§ **Given problem 1**: In the passage on Bible chapters and verses, in what year did Stephens print the Greek New Testament that first carried numbered verses?

------ Excerpt to read ------

The division of the books of the Bible into chapters and verses is of comparatively modern origin. The chapters of the Bible are associated with the name of Cardinal Hugo who, at about the middle of the thirteenth century, divided the Latin Bible into chapters in order to facilitate reference, for comparison of scripture with scripture, and to make available a commentary which he had prepared. The system of verses, so useful for reference in Bible study, is associated with the work of Robert Stephens, a printer of Geneva who divided the chapters of Cardinal Hugo's Latin Bible into verses and affixed a numerical notation to them. This numbering of the verses first appeared in a Greek New Testament which Stephens printed at Geneva in 1531. The same volume contained also the Vulgate and a Latin version by Erasmus.
The importance of punctuation-marks as an artificial aid for conveying a writer's thoughts and in giving emphasis to written or printed language can scarcely be appreciated by the present generation, for it has always been accustomed to their use. In the Greek manuscripts there was, at the first, nothing corresponding to "stops" or pause-marks as in modern literature. In the modern Hebrew literature there are vowels or vowel "pointings" to facilitate reading; but these were not expressed in the ancient Hebrew writing, inasmuch as the Hebrew written language was made up exclusively of consonant letters (commonly three letters to a word) without vowels or vowel "pointings." The idiomatic use of the respective languages occasioned a further difficulty: In English composition, _e. g._, the logical order is subject, predicate, object with their modifiers in order; and emphasis is indicated by _italic_ and CAPITAL letters, and by pause-marks without varying the order of composition; but with the Greek and Latin literatures emphasis was denoted by the position of words in the sentence, by the relation of a word to other words, or in the use of words with reference to their modifiers.

------ Records ------

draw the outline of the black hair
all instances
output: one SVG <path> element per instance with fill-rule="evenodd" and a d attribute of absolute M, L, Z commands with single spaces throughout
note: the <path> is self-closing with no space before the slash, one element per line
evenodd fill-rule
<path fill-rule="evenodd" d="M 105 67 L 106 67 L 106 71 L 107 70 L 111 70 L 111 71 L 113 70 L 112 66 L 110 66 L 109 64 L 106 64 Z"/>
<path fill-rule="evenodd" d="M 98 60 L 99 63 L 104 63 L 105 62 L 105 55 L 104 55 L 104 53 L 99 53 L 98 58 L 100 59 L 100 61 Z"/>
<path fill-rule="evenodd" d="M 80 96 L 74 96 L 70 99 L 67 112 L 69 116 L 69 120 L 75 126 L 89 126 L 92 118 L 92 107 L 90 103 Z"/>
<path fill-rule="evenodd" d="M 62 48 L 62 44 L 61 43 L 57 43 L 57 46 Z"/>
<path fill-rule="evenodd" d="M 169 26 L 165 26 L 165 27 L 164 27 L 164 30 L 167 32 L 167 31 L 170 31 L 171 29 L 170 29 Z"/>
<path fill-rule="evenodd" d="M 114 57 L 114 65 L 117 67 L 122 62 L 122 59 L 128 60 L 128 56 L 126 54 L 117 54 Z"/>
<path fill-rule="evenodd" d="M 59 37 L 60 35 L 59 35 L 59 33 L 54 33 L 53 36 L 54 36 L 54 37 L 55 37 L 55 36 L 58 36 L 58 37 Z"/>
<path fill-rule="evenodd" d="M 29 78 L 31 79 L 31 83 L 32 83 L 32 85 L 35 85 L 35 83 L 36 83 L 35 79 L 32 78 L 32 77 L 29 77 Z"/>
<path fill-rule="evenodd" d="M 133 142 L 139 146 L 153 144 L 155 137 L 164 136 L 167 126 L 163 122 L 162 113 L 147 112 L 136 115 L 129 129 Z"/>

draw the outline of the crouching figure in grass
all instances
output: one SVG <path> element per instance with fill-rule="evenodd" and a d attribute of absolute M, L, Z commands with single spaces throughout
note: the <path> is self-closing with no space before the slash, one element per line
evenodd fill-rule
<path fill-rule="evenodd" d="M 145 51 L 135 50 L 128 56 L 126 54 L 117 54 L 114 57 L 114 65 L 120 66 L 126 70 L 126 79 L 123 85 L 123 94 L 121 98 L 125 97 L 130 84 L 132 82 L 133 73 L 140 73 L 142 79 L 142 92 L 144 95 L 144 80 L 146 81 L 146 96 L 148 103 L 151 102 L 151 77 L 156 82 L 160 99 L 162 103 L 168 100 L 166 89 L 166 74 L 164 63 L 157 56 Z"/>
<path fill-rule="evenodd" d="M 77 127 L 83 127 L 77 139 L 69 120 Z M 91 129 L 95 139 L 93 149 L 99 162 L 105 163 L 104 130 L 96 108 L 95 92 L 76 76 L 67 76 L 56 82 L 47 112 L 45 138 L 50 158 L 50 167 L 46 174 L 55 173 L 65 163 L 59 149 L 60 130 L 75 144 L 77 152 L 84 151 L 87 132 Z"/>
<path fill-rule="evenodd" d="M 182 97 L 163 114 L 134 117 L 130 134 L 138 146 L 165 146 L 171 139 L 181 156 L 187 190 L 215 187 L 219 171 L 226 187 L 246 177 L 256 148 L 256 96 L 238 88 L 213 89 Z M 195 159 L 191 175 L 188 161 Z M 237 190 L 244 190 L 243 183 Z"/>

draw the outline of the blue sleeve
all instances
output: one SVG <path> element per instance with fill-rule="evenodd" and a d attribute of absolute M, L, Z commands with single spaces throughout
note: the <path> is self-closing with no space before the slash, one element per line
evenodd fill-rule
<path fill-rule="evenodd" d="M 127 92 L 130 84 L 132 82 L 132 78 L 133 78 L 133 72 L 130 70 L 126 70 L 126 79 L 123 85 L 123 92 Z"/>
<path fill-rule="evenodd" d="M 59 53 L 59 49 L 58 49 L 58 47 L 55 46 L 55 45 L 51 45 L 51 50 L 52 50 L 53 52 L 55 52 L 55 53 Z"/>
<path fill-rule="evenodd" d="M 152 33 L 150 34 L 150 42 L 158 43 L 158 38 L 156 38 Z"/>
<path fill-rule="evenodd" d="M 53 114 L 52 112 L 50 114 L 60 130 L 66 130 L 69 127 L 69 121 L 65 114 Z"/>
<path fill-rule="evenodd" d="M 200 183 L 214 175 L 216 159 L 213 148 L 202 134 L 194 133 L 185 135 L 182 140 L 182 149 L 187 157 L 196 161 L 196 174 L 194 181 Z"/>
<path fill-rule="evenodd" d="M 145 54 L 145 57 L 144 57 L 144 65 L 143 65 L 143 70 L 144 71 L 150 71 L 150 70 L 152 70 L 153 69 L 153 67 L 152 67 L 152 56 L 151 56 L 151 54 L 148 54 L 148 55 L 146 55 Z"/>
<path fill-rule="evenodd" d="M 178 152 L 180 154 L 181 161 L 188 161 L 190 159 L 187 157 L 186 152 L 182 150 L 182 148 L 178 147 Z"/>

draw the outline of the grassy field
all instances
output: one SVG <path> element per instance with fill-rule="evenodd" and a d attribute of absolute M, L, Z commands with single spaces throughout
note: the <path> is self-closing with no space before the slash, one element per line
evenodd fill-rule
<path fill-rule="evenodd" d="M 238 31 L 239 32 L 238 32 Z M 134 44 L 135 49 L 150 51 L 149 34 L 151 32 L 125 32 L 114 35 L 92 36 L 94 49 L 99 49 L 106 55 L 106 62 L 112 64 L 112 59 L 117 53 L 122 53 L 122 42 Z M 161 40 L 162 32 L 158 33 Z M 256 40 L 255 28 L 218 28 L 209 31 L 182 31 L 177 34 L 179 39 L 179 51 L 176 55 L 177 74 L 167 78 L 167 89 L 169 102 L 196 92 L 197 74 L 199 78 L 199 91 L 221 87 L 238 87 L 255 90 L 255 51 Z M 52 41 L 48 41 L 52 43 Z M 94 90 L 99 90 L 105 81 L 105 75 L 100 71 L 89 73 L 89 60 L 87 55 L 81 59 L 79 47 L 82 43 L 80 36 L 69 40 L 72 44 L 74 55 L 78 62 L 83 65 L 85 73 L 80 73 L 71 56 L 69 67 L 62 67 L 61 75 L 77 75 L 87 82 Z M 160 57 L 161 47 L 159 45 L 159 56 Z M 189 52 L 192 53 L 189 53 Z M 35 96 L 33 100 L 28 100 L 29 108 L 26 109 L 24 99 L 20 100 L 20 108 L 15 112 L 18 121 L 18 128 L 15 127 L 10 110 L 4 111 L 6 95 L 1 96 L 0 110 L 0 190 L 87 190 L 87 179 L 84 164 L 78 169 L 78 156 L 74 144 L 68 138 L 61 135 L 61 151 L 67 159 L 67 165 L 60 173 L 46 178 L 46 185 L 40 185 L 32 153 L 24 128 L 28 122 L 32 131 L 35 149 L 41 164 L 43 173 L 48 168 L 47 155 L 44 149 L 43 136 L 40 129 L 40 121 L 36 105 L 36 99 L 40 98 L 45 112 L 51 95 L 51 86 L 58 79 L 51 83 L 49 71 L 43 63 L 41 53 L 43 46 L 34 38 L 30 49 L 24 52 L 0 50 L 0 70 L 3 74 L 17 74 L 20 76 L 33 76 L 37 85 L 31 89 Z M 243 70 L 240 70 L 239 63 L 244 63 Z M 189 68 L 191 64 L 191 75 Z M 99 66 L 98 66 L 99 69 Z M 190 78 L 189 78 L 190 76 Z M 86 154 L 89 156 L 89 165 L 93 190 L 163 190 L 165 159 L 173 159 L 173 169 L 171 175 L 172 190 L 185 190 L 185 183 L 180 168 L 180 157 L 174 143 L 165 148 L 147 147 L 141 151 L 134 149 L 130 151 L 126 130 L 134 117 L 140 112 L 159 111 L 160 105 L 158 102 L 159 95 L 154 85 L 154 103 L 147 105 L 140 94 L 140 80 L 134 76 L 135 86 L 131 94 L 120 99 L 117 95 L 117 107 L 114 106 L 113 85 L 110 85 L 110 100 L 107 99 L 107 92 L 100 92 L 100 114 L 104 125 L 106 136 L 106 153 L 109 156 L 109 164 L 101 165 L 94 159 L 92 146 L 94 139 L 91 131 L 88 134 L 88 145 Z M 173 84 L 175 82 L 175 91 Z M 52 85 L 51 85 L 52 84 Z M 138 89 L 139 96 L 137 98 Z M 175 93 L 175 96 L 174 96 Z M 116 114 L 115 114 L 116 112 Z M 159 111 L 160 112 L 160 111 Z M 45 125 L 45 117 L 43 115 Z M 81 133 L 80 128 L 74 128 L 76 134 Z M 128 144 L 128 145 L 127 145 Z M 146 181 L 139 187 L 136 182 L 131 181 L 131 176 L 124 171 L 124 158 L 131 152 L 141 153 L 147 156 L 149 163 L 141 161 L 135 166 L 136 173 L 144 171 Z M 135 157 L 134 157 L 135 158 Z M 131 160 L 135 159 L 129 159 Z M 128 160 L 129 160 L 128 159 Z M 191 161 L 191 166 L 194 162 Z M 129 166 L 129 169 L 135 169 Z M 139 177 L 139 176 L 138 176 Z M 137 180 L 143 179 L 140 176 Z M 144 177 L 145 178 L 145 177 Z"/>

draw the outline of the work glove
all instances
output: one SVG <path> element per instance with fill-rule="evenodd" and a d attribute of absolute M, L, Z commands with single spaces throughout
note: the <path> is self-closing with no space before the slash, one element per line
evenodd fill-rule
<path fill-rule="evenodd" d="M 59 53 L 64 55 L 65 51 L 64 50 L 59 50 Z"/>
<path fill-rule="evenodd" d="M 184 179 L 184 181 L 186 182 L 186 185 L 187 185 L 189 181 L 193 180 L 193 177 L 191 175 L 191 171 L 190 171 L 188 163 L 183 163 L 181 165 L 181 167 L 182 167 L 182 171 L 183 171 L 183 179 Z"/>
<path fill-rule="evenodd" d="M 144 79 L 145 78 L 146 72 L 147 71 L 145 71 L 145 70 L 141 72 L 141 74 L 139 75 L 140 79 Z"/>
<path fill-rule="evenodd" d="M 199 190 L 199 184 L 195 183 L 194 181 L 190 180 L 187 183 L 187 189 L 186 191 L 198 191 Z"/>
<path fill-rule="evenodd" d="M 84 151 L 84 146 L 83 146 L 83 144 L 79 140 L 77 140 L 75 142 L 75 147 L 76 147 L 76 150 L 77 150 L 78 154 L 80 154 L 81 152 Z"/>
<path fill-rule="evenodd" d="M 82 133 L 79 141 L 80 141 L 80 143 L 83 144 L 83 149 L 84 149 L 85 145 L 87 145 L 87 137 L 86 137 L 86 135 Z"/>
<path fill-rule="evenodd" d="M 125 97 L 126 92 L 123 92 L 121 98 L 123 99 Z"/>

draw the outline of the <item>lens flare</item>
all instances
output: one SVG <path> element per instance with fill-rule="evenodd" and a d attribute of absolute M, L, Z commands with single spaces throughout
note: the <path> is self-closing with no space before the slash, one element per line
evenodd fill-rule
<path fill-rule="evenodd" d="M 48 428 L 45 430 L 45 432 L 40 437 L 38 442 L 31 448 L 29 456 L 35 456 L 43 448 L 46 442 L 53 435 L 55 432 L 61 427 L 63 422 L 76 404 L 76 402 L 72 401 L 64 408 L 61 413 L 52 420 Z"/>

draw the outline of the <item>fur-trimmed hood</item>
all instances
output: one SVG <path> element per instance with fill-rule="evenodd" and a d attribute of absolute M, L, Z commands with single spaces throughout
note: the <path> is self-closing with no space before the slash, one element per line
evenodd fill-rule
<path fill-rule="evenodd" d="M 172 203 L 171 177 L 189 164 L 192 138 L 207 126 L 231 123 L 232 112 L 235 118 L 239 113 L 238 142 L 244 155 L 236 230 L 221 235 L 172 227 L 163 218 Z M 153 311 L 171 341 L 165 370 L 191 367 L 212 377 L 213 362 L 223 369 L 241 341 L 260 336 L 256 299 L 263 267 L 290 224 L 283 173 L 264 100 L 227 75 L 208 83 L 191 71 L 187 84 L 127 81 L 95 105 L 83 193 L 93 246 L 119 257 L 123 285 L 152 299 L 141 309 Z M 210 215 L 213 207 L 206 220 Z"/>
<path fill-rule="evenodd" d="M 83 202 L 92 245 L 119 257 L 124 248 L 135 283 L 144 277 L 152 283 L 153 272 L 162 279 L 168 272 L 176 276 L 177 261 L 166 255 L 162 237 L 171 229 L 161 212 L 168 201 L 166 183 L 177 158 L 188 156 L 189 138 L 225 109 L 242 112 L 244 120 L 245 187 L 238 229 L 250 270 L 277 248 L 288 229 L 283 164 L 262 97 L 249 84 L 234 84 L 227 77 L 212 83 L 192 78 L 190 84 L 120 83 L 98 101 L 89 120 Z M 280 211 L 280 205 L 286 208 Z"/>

------

§ **Given problem 2**: Rewrite everything from the top of the listing down through the line containing "59 37 L 60 35", swapping "black hair" for "dark hair" and keeping all else unchanged.

§ **Answer 1**: 1531

§ **Answer 2**:
draw the outline of the dark hair
all instances
output: one SVG <path> element per instance with fill-rule="evenodd" and a d attribute of absolute M, L, Z commands with single spaces throughout
note: the <path> is self-closing with no space before the slash, one element per line
evenodd fill-rule
<path fill-rule="evenodd" d="M 105 67 L 106 67 L 106 71 L 107 70 L 111 70 L 111 71 L 113 70 L 112 66 L 110 66 L 109 64 L 106 64 Z"/>
<path fill-rule="evenodd" d="M 98 60 L 99 63 L 104 63 L 105 62 L 105 55 L 104 55 L 104 53 L 99 53 L 98 58 L 100 59 L 100 61 Z"/>
<path fill-rule="evenodd" d="M 80 96 L 74 96 L 70 99 L 67 112 L 69 116 L 69 120 L 75 126 L 89 126 L 92 118 L 92 107 L 90 103 Z"/>
<path fill-rule="evenodd" d="M 62 48 L 62 44 L 61 43 L 57 43 L 57 46 Z"/>
<path fill-rule="evenodd" d="M 169 26 L 165 26 L 165 27 L 164 27 L 164 30 L 167 32 L 167 31 L 170 31 L 171 29 L 170 29 Z"/>
<path fill-rule="evenodd" d="M 114 57 L 114 65 L 117 67 L 122 62 L 122 59 L 128 60 L 128 56 L 126 54 L 117 54 Z"/>
<path fill-rule="evenodd" d="M 59 37 L 60 35 L 59 35 L 59 33 L 54 33 L 53 36 L 54 36 L 54 37 L 55 37 L 55 36 L 58 36 L 58 37 Z"/>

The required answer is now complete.